● Listed entries
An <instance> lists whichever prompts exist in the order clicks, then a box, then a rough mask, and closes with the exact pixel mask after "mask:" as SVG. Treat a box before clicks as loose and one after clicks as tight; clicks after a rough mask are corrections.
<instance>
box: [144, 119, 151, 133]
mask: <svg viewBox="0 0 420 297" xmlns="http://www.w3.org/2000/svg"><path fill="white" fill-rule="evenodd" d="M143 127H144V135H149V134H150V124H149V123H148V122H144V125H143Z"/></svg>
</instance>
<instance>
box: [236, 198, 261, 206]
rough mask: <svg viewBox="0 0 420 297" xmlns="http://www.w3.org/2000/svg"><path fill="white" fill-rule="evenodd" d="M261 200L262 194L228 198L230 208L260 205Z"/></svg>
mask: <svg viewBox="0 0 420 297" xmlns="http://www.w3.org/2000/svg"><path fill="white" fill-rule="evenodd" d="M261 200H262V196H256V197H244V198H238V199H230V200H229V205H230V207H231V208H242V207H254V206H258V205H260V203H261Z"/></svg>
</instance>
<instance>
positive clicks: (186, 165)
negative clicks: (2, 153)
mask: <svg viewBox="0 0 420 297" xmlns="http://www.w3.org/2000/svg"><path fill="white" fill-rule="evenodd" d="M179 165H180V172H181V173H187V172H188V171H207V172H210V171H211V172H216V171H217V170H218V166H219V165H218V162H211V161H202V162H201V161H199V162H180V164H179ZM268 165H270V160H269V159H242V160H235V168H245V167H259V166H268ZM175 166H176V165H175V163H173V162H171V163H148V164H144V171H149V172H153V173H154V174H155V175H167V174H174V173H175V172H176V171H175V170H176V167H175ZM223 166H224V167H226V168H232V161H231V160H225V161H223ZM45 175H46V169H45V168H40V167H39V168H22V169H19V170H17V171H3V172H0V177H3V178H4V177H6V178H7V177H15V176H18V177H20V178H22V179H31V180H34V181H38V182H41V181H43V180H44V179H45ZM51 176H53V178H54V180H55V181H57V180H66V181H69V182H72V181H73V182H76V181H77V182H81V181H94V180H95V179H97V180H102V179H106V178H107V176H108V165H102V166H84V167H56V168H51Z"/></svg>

● About this exercise
Please report every line of the records that contains the word "mask", matching case exactly.

● Solution to this task
An <instance> lists whichever prompts exist in the order clicks, then a box, then a rough mask, and closes with the exact pixel mask after "mask:" as SVG. Treat a box before clicks as loose and one after clicks as tight; clicks after a rough mask are corrections.
mask: <svg viewBox="0 0 420 297" xmlns="http://www.w3.org/2000/svg"><path fill="white" fill-rule="evenodd" d="M143 127H144V135H149V134H150V124H149V123H148V122H144V125H143Z"/></svg>
rough mask: <svg viewBox="0 0 420 297" xmlns="http://www.w3.org/2000/svg"><path fill="white" fill-rule="evenodd" d="M261 200L262 194L228 198L230 208L260 205Z"/></svg>
mask: <svg viewBox="0 0 420 297" xmlns="http://www.w3.org/2000/svg"><path fill="white" fill-rule="evenodd" d="M261 200H262V196H256V197H244V198H238V199H230V200H229V205H230V207H231V208H242V207H254V206H258V205H260V203H261Z"/></svg>
mask: <svg viewBox="0 0 420 297" xmlns="http://www.w3.org/2000/svg"><path fill="white" fill-rule="evenodd" d="M179 165H180V172H181V173H187V172H188V171H207V172H210V171H211V172H216V171H217V170H218V166H219V165H218V162H211V161H202V162H201V161H199V162H180V164H179ZM268 165H270V160H269V159H242V160H235V168H245V167H259V166H268ZM175 166H176V165H175V163H173V162H171V163H148V164H144V171H149V172H153V173H154V174H155V175H167V174H174V173H175V172H176V171H175V170H176V167H175ZM223 166H224V167H226V168H232V161H231V160H225V161H223ZM45 175H46V169H45V168H40V167H39V168H22V169H19V170H17V171H3V172H0V177H3V178H4V177H6V178H7V177H15V176H18V177H20V178H22V179H31V180H34V181H38V182H41V181H43V180H44V179H45ZM51 176H53V178H54V180H55V181H57V180H66V181H69V182H72V181H73V182H76V181H77V182H81V181H94V180H95V179H97V180H102V179H106V178H107V176H108V165H102V166H84V167H56V168H51Z"/></svg>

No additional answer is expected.